##### DATA FOR THIS TASK #####

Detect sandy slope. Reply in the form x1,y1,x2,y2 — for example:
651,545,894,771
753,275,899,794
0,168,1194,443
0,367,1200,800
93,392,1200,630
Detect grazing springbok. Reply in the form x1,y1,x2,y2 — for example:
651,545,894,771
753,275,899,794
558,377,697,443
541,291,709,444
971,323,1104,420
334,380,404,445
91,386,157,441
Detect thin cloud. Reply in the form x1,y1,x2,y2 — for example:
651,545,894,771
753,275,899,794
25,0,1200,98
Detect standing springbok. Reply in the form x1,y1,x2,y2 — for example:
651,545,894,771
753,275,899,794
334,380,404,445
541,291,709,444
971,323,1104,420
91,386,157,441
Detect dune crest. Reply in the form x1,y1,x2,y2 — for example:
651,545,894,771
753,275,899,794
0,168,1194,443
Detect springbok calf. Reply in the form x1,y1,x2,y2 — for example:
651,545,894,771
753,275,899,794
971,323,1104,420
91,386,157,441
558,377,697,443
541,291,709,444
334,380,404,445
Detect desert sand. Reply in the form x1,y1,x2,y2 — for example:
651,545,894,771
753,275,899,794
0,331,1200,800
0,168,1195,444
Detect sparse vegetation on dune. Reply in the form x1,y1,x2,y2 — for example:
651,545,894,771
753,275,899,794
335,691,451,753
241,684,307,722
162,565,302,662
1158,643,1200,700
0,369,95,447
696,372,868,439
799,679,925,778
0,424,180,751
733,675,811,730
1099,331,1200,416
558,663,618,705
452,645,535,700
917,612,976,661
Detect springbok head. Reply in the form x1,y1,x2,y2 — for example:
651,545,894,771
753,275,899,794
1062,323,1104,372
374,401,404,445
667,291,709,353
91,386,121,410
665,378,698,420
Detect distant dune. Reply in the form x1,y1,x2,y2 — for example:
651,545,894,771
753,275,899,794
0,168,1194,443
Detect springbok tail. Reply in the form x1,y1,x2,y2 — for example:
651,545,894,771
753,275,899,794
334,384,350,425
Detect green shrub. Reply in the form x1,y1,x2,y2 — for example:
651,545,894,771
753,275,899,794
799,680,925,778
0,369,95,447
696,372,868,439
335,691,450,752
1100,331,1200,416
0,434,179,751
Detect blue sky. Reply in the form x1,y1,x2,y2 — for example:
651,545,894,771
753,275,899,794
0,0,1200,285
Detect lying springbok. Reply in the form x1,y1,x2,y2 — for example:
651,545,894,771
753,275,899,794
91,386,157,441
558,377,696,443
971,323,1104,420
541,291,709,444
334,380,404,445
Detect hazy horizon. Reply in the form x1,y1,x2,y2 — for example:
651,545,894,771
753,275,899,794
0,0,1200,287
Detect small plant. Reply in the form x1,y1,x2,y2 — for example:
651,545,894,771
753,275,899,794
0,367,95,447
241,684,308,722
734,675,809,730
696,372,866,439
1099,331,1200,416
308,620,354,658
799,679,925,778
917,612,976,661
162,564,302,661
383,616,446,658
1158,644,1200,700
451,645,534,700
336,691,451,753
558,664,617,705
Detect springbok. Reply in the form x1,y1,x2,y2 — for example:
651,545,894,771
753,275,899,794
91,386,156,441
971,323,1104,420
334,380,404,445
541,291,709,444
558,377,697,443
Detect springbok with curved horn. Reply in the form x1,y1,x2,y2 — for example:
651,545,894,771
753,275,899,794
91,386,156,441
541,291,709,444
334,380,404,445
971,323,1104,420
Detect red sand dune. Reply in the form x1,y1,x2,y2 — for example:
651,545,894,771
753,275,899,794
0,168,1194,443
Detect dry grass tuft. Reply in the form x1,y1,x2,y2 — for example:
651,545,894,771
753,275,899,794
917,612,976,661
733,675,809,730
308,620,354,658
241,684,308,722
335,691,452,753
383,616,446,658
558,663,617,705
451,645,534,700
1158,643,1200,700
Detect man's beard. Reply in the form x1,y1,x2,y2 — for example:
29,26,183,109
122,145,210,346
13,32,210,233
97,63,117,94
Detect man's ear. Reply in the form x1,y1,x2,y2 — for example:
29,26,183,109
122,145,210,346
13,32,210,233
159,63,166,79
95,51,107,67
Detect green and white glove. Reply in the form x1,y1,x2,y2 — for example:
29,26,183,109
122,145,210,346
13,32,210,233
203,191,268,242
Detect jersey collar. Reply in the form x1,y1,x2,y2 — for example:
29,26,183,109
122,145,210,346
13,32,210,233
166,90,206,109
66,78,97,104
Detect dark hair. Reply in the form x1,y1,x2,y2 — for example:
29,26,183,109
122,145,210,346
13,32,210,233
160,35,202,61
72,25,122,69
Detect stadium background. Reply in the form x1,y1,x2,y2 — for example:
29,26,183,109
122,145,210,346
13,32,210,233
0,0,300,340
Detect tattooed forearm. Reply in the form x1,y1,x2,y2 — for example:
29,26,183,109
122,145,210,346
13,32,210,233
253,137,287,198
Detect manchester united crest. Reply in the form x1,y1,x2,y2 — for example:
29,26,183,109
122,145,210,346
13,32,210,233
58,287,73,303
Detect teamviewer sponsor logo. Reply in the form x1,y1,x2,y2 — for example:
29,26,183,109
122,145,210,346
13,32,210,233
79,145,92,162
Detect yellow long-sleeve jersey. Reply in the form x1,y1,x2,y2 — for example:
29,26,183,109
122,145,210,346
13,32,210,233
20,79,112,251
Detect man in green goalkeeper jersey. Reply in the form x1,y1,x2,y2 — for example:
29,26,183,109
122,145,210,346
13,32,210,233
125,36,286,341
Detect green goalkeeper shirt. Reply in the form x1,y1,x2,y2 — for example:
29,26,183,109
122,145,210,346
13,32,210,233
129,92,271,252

#####

EXERCISE OBJECTIVE = Rewrite every entry above, swapping "Reply in the form" for "Answer in the format" and leaving everything else unchanged.

ANSWER TO THIS PROBLEM =
Detect sandy slope. Answer in the format x1,y1,x2,y2 — for example:
651,545,894,771
753,275,899,794
0,168,1194,443
0,367,1200,800
93,392,1200,630
Detect grazing springbok. Answer in the format x1,y1,x2,y2 — for example:
651,545,894,771
753,275,899,794
558,377,697,443
541,291,709,444
971,323,1104,420
334,380,404,445
91,386,157,441
Detect thin cloud. Answer in the format x1,y1,x2,y2 — for example:
651,545,894,771
753,275,899,794
25,0,1200,98
Detect standing springbok. Answer in the format x1,y1,x2,y2 — for example:
651,545,894,771
753,275,899,794
334,380,404,445
541,291,709,444
971,323,1104,420
91,386,157,441
Detect dune crest. Answer in the format x1,y1,x2,y2 — for example:
651,545,894,771
753,275,899,794
0,168,1194,443
Detect springbok calf. Answer in the format x1,y1,x2,y2 — for example:
651,545,894,771
753,275,899,794
971,323,1104,420
91,386,157,441
558,377,697,443
541,291,709,444
334,380,404,445
Detect desert sand. Answer in the format x1,y1,x2,y2 — for example:
651,545,894,771
753,275,899,794
0,331,1200,800
0,168,1195,444
Detect sparse vegetation on dune. Answer in the format x1,y1,x2,y2 — for example:
651,545,894,771
753,275,899,794
335,691,451,753
241,684,307,722
162,565,302,662
1158,643,1200,700
0,369,95,447
696,372,868,439
799,679,925,778
0,424,180,751
733,675,811,730
1099,331,1200,416
558,663,618,705
452,645,535,700
917,612,976,661
Detect springbok head. Answer in the format x1,y1,x2,y2 — for example:
651,545,894,771
753,275,899,794
1062,323,1104,372
374,401,404,445
667,291,709,353
91,386,121,410
665,378,698,420
Detect distant dune. Answer in the format x1,y1,x2,y2 — for example:
651,545,894,771
753,275,899,794
0,168,1194,443
Detect springbok tail. Answer in the format x1,y1,x2,y2 — for example:
651,545,894,771
753,275,899,794
334,384,350,425
Detect green shrub. Answer in the format x1,y1,x2,y2 — for example:
651,545,894,771
753,275,899,794
799,680,925,778
0,369,95,447
696,372,868,439
335,691,450,752
1100,331,1200,416
0,434,179,751
Detect blue sky. Answer in the format x1,y1,x2,y2 — for example:
651,545,894,771
753,275,899,794
0,0,1200,285
Detect lying springbok. Answer in the format x1,y1,x2,y2 — for example:
651,545,894,771
753,275,899,794
91,386,157,441
558,377,696,443
971,323,1104,420
541,291,709,444
334,380,404,445
Detect hazy horizon. Answer in the format x1,y1,x2,y2 — for example:
651,545,894,771
753,275,899,794
0,0,1200,287
Detect small plant. Answer in the format x1,y1,x2,y2 — for example:
651,545,894,771
753,275,899,794
0,367,95,447
241,684,308,722
734,675,809,730
696,372,866,439
1099,331,1200,416
308,620,354,658
799,679,925,778
917,612,976,661
162,564,302,661
383,616,446,658
1158,644,1200,700
451,645,534,700
336,691,451,753
558,664,617,705
Detect springbok. Answer in the format x1,y1,x2,y2 — for example:
651,545,894,771
753,275,899,794
91,386,156,441
971,323,1104,420
334,380,404,445
541,291,709,444
558,377,697,443
Detect springbok with curved horn. Answer in the format x1,y1,x2,y2 — for example:
651,545,894,771
753,275,899,794
91,386,156,441
541,291,709,444
334,380,404,445
971,323,1104,420
Detect red sand dune. Answer in the format x1,y1,x2,y2 — for example:
651,545,894,771
753,275,899,794
0,168,1194,443
Detect dry grass tuft. Answer in the format x1,y1,x2,y2 — for example:
651,545,894,771
753,275,899,794
917,612,976,661
733,675,809,730
308,620,354,658
241,684,308,722
335,691,452,753
383,616,446,658
558,663,617,705
451,645,534,700
1158,643,1200,700
Detect man's beard. Answer in the format x1,y1,x2,y2 — for example:
29,26,183,109
122,145,210,346
13,32,210,233
97,63,117,94
Detect man's ear. Answer in the format x1,y1,x2,y2 — for example:
29,26,183,109
122,145,210,346
13,32,210,233
159,63,166,79
95,51,107,67
Detect green and white glove. Answer in the format x1,y1,x2,y2 — for example:
29,26,183,109
122,145,210,346
13,32,210,233
203,191,268,242
Detect jersey collar. Answer in the format x1,y1,x2,y2 — for example:
29,26,183,109
122,145,210,346
13,32,210,233
166,90,206,109
66,78,97,104
Detect dark hair. Answer in the format x1,y1,x2,y2 — for example:
29,26,183,109
122,145,210,346
13,32,210,233
160,35,202,61
72,25,122,69
Detect stadium background. Answer in the format x1,y1,x2,y2 — for example:
29,26,183,109
122,145,210,346
13,32,210,233
0,0,300,340
Detect tattooed forearm. Answer in the format x1,y1,x2,y2 — for example:
29,26,183,109
122,145,210,346
13,32,210,233
253,137,287,198
Detect manchester united crest. Answer in the format x1,y1,x2,y2 — for example:
29,26,183,109
122,145,210,346
13,32,210,233
58,287,73,303
Detect teamviewer sponsor logo. Answer in the format x1,y1,x2,y2 — for example:
29,26,183,109
122,145,210,346
13,32,210,233
79,145,92,162
Detect yellow long-sleeve jersey. Answer in the format x1,y1,x2,y2 — for example:
29,26,183,109
122,145,210,346
13,32,210,233
20,79,112,251
Detect man in green goalkeeper jersey. Answer in the format x1,y1,x2,y2 — for example:
29,26,183,109
122,145,210,346
13,32,210,233
125,36,286,341
Detect green goalkeeper shirt. Answer in the format x1,y1,x2,y2 — for example:
29,26,183,109
122,145,210,346
13,32,210,233
129,92,271,252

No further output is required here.